In addition to capturing carbon, responsible reforestation also prevents soil erosion, improves soil health, prevents flooding by improving groundwater recharge (the process by which water returns to the water table), supports native plants and animals, regulates local temperatures (e.g. cooling cities naturally) and provides work for local communities.
Trees planted in tropical areas are thought to have the most impact[6]. So, on a global scale, it’s a good idea to support a scheme that aims to plant millions of trees in equatorial areas, like Earth Day’s Canopy Project. Alongside many other campaigns, they plant trees in areas most at risk from climate change, and after environmental disasters.
However, more recent studies have shown that European trees lock away twice as much carbon as previously thought. So if you’re in charge of a lot of land (e.g. managing an estate, a park, a school or looking after community-owned land), check out the Woodland Trust’s tree planting scheme. They can help with access to grants and funding schemes and suggest which trees you should plant. They can even supply free trees to schools and communities. Applications open in spring for autumn delivery.
In your area, support schemes to plant native trees in public spaces, or plans to plant locally-appropriate woodland and forests, and support campaigns to replant forests that have been destroyed by farming and mining.
If you have room, plant a native and appropriately-sized tree (research how big it will grow so you don’t cut out all your light and damage your foundations). If you plant a fruit tree, you can also have a free seasonal supply of apples, pears or other fruit.
Plant a leafy plant
If you have less space, planting any leafy plant will help. Consider planting fruit bushes, or something that flowers in the winter, like viburnum, to provide out-of-season food for beneficial insects.
If you have no outdoor space at all, even indoor plants will help. They’ll remove CO2 from the air, and they’ll also help remove volatile organic compounds (given off by furnishings and paint) from your home. Good Housekeeping, quoting a study by NASA, recommends aloe vera, areca palm and snake plant, among others.
Grow your own food
Every piece of food that you grow yourself absorbs carbon, connects you to nature, saves you money, has zero food miles, zero packaging waste, gets you outside in the fresh air, and gives you a massive sense of achievement. You also get the satisfaction of eating seasonally and learning to store and use your own produce, and you can do it on a small or large scale.
See our gardening page for more ideas.

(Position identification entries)
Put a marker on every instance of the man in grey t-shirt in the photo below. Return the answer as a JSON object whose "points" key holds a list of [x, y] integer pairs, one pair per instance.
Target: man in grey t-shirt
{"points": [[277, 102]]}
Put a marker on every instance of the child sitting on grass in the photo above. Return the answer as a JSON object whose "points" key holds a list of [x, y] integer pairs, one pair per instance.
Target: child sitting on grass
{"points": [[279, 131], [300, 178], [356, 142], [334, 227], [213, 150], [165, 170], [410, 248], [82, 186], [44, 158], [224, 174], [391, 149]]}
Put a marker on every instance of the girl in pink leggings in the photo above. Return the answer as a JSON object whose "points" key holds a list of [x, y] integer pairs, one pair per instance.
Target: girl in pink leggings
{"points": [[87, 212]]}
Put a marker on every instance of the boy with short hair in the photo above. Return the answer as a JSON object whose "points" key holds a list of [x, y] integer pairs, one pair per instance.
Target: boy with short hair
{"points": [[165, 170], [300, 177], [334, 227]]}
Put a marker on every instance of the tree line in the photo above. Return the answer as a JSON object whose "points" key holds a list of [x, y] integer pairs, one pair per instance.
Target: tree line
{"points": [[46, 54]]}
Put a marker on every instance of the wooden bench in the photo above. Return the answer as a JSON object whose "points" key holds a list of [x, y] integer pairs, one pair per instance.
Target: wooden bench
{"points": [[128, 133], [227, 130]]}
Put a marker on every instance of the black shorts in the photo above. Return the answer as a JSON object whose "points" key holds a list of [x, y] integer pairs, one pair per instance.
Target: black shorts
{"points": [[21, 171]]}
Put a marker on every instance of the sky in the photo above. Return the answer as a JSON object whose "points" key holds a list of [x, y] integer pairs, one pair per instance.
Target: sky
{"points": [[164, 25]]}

What this exercise asks:
[A] Can you render the position identification entries as a Markdown table with the columns Row and Line, one numbered row per line and blank lines left out? Begin at the line that has "Put a marker on every instance of the child" and stop after the last line of the entries.
[B] Could you continue the text on tree planting and growing plants, picking up after its final sentence?
The text on tree planting and the position identification entries are separate, unrelated material.

The replies:
[A]
| Row | Line |
|---|---|
| 1 | Put a marker on every instance of the child sitting on grass in the photo above. Return the answer as a JSON object whose "points" key holds a list of [x, y] integer pairs, one pair per instance. |
| 2 | Target: child sitting on grass |
| 3 | {"points": [[279, 131], [300, 178], [356, 142], [334, 227], [213, 150], [165, 170], [410, 248], [82, 186], [44, 158], [224, 174], [391, 149]]} |
| 4 | Put a marker on every instance of the girl in pink leggings in the photo above. Return the answer as a JSON object whose "points" key holds a list of [x, y] integer pairs, one pair per instance. |
| 5 | Target: girl in pink leggings |
| 6 | {"points": [[87, 212]]} |
| 7 | Put a marker on every instance of the boy with short hair in the photo above. Return the answer as a JSON object whose "points" key holds a list of [x, y] integer pairs, one pair per instance. |
| 8 | Target: boy with short hair |
| 9 | {"points": [[165, 170], [300, 177], [334, 227]]} |
| 10 | Put a marker on every instance of the tree line in the photo above. Return the answer as a JSON object whose "points" key holds a list of [x, y] integer pairs, one pair per instance. |
| 11 | Target: tree line |
| 12 | {"points": [[46, 54]]} |
| 13 | Put a marker on every instance of the wooden bench in the photo above. Return the answer as a JSON object whose "points" key holds a list of [x, y] integer pairs, one pair per instance. |
| 14 | Target: wooden bench |
| 15 | {"points": [[128, 133], [227, 130]]} |
| 16 | Put a marker on every instance of the black shorts in the photo above. Return the answer as a JSON object whose "points" key holds a list of [x, y] integer pairs, one pair per instance. |
| 17 | Target: black shorts |
| 18 | {"points": [[21, 171]]} |
| 19 | Put a marker on every instance of the sky in the photo above. Return the answer as a JSON object whose "points" key holds a list of [x, y] integer pairs, one pair per instance. |
| 20 | Target: sky |
| 21 | {"points": [[164, 25]]} |

[B]
Ask your council to make roadside verges bee-friendly
According to the wildlife charity Plantlife, 97% of the UK’s wildflower meadows have been lost since the 1930s[3b]. This habitat loss is one of the reasons bees and other beneficial insects, which are essential for the pollination of many crops, are in decline.
Roadside verges are part of the solution. There are nearly 500,000 km (310,000 miles) of roadside verges in the UK, and many councils are now saving money (as well as the environment) by mowing less often and not spraying them. If your council hasn’t caught on yet, suggest it.
Read more about encouraging your local council to adopt environmentally-friendly policies
Climate action #8:
Fly less or don’t fly at all
Aviation makes up nearly 12% of global greenhouse gas emissions from transport, and 80% of that comes from passenger flights[2a].
Take fewer foreign trips
Foreign business travel, weekend breaks and family holidays all add up in terms of carbon emissions. Where possible, use virtual meetings, take the train, or take breaks closer to home.
Fly short-haul rather than long-haul, and fly direct
Shorter flights are more polluting per passenger mile than longer flights, because takeoff and landing use the most fuel, and that cost is divided by fewer miles for short-haul flights.
But this is outweighed by the fact that you travel a lot more miles on a long-haul flight, so overall your emissions are much higher. Long-haul flights also travel at higher levels of the atmosphere. Emissions at higher altitudes have a much worse effect than the same emissions created at lower altitudes.
A long-haul flight that also involves multiple changes is worst of all because you have multiple take-offs and landings as well as high altitude emissions. So, if you must fly long-haul, fly direct.
Don’t fly at all – stay local, drive electric or take the train
The greenest choice is simply not to fly at all, choosing rail or road instead. Electric cars can be recharged en route, and across Europe night-train (sleeper) services are being re-started by rail operators Nightjet, Snälltåget, and Midnight Trains.
Dedicated no-fly travel company Byway offers travel and accommodation packages using trains, bikes, buses and ferries, while Trailfinders has a no-fly section (although you should avoid the cruises, as cruise ships are not a sustainable option either).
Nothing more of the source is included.